## WHAT YOU WILL DO
With the images removed, repeat the data below exactly.

## MATERIAL SUPPLIED
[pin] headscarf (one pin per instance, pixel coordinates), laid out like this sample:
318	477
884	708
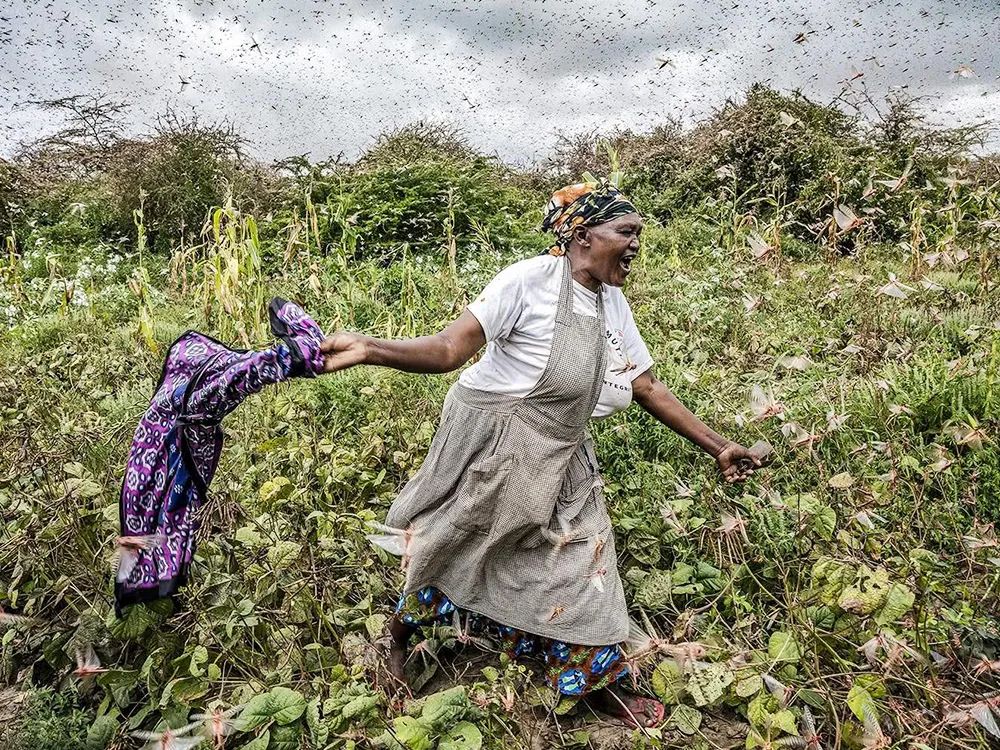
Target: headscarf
582	204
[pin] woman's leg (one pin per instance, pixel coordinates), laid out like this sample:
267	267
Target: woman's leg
400	633
427	606
594	673
629	707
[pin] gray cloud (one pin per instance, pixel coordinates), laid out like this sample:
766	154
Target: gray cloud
327	77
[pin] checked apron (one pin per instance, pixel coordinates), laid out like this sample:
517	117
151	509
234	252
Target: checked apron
507	512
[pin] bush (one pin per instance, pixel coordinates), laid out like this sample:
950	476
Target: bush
50	721
418	188
180	173
11	198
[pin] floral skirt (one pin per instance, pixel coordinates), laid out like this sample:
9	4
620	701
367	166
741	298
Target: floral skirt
570	668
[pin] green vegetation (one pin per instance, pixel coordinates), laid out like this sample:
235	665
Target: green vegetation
828	286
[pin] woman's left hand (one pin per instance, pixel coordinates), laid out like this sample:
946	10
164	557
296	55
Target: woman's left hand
736	462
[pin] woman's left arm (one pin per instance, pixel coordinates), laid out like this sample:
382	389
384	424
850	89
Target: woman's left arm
735	462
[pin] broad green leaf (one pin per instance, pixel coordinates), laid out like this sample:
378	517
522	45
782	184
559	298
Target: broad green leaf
286	737
260	742
198	657
760	709
824	522
360	705
781	647
785	721
101	732
686	719
706	686
286	705
566	704
858	697
249	536
275	490
866	593
283	553
841	481
256	713
749	686
668	682
463	736
898	601
413	733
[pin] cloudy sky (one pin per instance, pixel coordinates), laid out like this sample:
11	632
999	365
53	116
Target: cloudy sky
323	77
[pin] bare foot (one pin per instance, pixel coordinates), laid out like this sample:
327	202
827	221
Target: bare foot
632	709
398	643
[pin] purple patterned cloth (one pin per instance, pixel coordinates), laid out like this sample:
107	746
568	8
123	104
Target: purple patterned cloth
176	446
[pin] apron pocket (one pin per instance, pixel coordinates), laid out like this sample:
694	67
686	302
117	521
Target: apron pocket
481	493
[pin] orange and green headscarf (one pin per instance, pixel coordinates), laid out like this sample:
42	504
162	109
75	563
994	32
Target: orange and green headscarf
584	204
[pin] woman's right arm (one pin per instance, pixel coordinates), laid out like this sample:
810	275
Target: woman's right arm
442	352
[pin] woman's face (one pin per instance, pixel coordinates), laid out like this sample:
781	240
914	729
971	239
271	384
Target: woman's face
613	246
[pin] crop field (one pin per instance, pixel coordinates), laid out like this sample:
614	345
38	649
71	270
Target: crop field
826	285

## ANSWER TO THE PROBLEM
[pin] headscarf (one pin per instance, pixel coordinates), laid out like this sample:
318	477
884	708
Target: headscarf
582	204
[pin] woman's leg (one pin per instance, pixel coordinates), laid out like this sample:
267	267
Target: woman's leg
400	633
427	606
594	673
629	707
[pin] gray cloud (one pin per instance, pixel coordinates), laid out like this sample:
766	154
Target: gray cloud
327	77
[pin] checked apron (one pin per instance, pixel coordinates), laid out like this sample:
517	117
151	509
234	252
Target: checked apron
507	512
[pin] bush (one pin per instance, pixel coordinates), laid out like this sample:
950	476
Target: bush
50	721
418	188
180	173
11	198
[pin] floral skirt (one pin per instance, pixel coordinates), laid out like this sample:
9	4
620	701
367	166
741	298
Target: floral skirt
570	668
[pin] green vegetation (one pin per instance, pixel coordinates), laid out like this sample:
235	665
Target: green vegetation
828	286
[pin] woman's left hand (one pin per instance, pixel coordinates), laid out like this sample:
946	10
164	557
296	55
Target: woman's left hand
736	462
[pin] woman's left arm (one pin per instance, pixel coordinates), laid out like this sample:
382	389
384	424
850	89
Target: woman's left arm
735	462
[pin] broad green leaf (one pin per instance, pixel coordinates), laid out like this sample:
378	517
522	45
782	184
559	298
Target: broad green leaf
286	737
260	742
198	657
760	709
824	522
360	705
781	647
785	721
101	732
686	719
706	686
286	705
566	704
858	697
249	536
275	490
866	593
283	553
841	481
256	713
749	686
668	682
463	736
898	601
413	733
[pin] cloudy sky (one pin per instance, pixel coordinates), laid out like this sample:
11	632
999	365
53	116
Target: cloudy sky
323	77
[pin] bare foot (one pin per instance, pixel coordinates), laid out like this sample:
327	202
827	221
Target: bare foot
632	709
398	643
[pin] purple patterned cloth (one pin per instance, pixel coordinates), laid out like this sample:
107	746
568	8
123	104
Target: purple patterned cloth
176	446
[pin] apron pocket (one pin per instance, pixel coordinates), laid out like this sample:
694	67
686	302
117	521
Target: apron pocket
481	493
[pin] orange and green headscarf (one pin per instance, pixel coordinates), laid out like this sample:
42	504
162	109
75	563
994	32
Target: orange and green headscarf
584	204
[pin] woman's right arm (one pin per instance, pixel coordinates), laid out like this sample:
810	275
Target: woman's right arm
442	352
[pin] woman's face (one pin per instance, pixel coordinates), laid out like this sample:
781	240
914	729
971	239
271	384
Target: woman's face
613	246
[pin] crop field (one pin per instance, pixel coordinates), laid out like this sample:
614	345
38	649
71	270
Target: crop field
826	285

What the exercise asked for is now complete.